━━━ ENTRIES SUPPLIED ━━━

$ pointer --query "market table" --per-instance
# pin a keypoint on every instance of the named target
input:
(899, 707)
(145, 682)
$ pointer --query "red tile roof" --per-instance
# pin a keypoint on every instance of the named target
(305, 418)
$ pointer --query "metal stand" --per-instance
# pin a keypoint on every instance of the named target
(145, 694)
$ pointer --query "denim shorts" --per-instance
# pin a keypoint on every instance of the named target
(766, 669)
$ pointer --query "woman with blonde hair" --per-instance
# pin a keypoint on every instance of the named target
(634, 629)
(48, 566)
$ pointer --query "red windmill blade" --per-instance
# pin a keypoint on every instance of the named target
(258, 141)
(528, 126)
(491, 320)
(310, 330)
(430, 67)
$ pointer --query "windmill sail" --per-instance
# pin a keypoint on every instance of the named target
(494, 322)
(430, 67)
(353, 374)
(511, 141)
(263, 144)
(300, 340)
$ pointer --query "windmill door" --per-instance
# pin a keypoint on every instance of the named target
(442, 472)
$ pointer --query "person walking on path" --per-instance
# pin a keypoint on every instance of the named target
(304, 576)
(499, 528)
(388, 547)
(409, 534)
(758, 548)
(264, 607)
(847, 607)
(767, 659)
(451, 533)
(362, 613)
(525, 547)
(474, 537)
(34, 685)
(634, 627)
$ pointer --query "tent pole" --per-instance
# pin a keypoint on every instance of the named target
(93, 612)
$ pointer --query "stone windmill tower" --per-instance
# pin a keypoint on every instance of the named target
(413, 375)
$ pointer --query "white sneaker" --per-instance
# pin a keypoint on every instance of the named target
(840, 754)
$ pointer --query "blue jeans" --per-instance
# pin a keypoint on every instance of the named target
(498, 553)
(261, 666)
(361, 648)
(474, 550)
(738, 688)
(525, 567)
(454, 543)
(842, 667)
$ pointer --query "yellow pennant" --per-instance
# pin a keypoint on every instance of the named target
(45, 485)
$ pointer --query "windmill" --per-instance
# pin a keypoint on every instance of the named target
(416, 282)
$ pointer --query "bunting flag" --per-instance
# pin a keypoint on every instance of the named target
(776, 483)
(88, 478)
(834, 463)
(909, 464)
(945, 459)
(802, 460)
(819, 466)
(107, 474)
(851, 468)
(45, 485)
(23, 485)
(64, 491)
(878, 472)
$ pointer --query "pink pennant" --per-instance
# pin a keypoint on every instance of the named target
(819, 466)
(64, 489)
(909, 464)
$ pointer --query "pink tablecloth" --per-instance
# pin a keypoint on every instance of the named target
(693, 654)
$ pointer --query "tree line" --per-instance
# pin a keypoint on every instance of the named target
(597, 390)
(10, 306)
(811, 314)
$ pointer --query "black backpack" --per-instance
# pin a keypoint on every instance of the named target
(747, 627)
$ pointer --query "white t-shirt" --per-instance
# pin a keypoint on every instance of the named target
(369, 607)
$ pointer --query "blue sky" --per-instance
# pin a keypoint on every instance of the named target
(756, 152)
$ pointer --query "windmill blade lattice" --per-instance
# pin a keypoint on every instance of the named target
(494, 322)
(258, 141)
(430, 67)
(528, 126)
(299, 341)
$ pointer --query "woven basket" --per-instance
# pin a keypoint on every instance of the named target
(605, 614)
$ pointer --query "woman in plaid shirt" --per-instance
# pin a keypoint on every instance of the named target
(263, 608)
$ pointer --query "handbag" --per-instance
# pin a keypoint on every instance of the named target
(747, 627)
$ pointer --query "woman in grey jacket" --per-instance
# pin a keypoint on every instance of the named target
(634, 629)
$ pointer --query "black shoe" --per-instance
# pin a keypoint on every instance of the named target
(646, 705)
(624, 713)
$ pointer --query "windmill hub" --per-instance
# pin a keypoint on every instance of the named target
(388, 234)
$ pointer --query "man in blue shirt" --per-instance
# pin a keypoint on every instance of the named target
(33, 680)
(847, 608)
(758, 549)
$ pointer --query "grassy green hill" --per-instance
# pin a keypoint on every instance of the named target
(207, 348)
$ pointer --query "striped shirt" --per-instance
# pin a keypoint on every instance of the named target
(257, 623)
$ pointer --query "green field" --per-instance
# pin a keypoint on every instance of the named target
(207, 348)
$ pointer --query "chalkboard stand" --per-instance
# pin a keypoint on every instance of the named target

━━━

EXERCISE DETAILS: Transcribe the records above exactly as they appear.

ANSWER:
$ pointer --query "market table" --per-instance
# pin a keypoint on every instance of the named target
input:
(899, 707)
(145, 682)
$ pointer --query "red tile roof" --per-instance
# pin a keypoint on every instance of the named target
(305, 418)
$ pointer --query "metal stand" --per-instance
# pin a keypoint on every instance of the named target
(145, 694)
$ pointer --query "denim shorts" --per-instance
# pin a keypoint on every instance of the named target
(766, 669)
$ pointer --query "woman with blonde hair" --per-instance
# pin a keypoint on every instance of the named target
(634, 629)
(48, 566)
$ pointer --query "red windmill blade" --per-instance
# pin a keypoint on every instance of the named target
(258, 141)
(528, 126)
(491, 320)
(310, 330)
(430, 67)
$ pointer --query "windmill sail" --per-instance
# pin a keypoint on every instance of the named target
(494, 322)
(430, 67)
(353, 374)
(511, 141)
(263, 144)
(300, 340)
$ pointer --query "windmill door" --per-instance
# pin a keypoint on every instance of the named target
(442, 472)
$ pointer --query "person walking on path" --per-instance
# pin a keypoint on every instance of the named target
(304, 576)
(499, 528)
(388, 547)
(409, 534)
(758, 548)
(264, 607)
(847, 607)
(767, 659)
(451, 533)
(362, 613)
(525, 547)
(474, 537)
(34, 685)
(634, 627)
$ pointer --query "tent pole" --per-instance
# pin a keypoint on every instance of the named target
(93, 612)
$ pointer --query "stone windmill tower" --per-instance
# pin a keypoint on every instance of the named target
(413, 375)
$ pointer --query "white sneaker" --per-instance
# pin a keypoint on every instance of the named target
(840, 754)
$ pointer --query "blue jeans" --per-instance
# pin a keypoint on every instance of the named target
(498, 553)
(261, 666)
(361, 648)
(474, 550)
(738, 688)
(525, 567)
(454, 543)
(842, 667)
$ pointer --query "yellow pennant" --per-instance
# pin a keypoint on every instance of the named target
(45, 485)
$ pointer --query "windmill" --per-instance
# pin a keypoint on every instance of the named target
(416, 282)
$ pointer --query "bunting flag" --per-instance
# pin a keypoint on every instance of the named target
(776, 483)
(88, 478)
(834, 463)
(909, 464)
(945, 459)
(802, 460)
(819, 466)
(107, 474)
(851, 468)
(45, 485)
(23, 485)
(64, 491)
(878, 472)
$ pointer --query "pink pennant" --per-instance
# pin a keypoint on every instance of the named target
(819, 466)
(64, 489)
(909, 464)
$ pointer --query "pink tablecloth" --per-instance
# pin a keypoint on every instance of the named target
(693, 654)
$ pointer --query "tree line" --per-instance
# pin a keypoint on every instance of the named target
(597, 390)
(10, 306)
(811, 314)
$ pointer --query "black backpack" --per-instance
# pin a keypoint on every instance of the named target
(747, 627)
$ pointer --query "white t-shirt" --per-instance
# pin a keypoint on every instance of the named target
(369, 607)
$ pointer --query "blue sky" --per-instance
# pin a keypoint on every instance of the named target
(756, 152)
$ pointer --query "windmill blade lattice" --per-instance
# pin a keypoint on every instance of the named target
(494, 322)
(258, 141)
(430, 67)
(528, 126)
(299, 341)
$ pointer --query "woven basket" --per-instance
# pin a keypoint on every instance of the named target
(605, 614)
$ pointer --query "woman in plaid shirt" --per-instance
# pin a keypoint on every instance of the named target
(263, 608)
$ pointer --query "handbag" --per-instance
# pin a keypoint on every instance of the named target
(747, 627)
$ pointer --query "woman in grey jacket" --per-instance
# pin a keypoint on every instance of the named target
(634, 629)
$ pointer --query "black shoe" --per-instance
# pin a keypoint on every instance of the named target
(646, 705)
(624, 713)
$ pointer --query "windmill hub" --per-instance
# pin a keypoint on every instance of the named target
(388, 234)
$ pointer --query "man in blue shirt" --per-instance
# pin a keypoint on every instance of the named target
(33, 680)
(847, 608)
(758, 549)
$ pointer --query "grassy green hill" --per-instance
# pin a keypoint on every instance of the named target
(207, 348)
$ pointer --query "striped shirt" --per-instance
# pin a keypoint on every instance of the named target
(257, 623)
$ pointer --query "green field" --per-instance
# pin a keypoint on every instance of the named target
(207, 348)
$ pointer --query "chalkboard stand" --per-instance
# pin a keypoint on every instance of the named target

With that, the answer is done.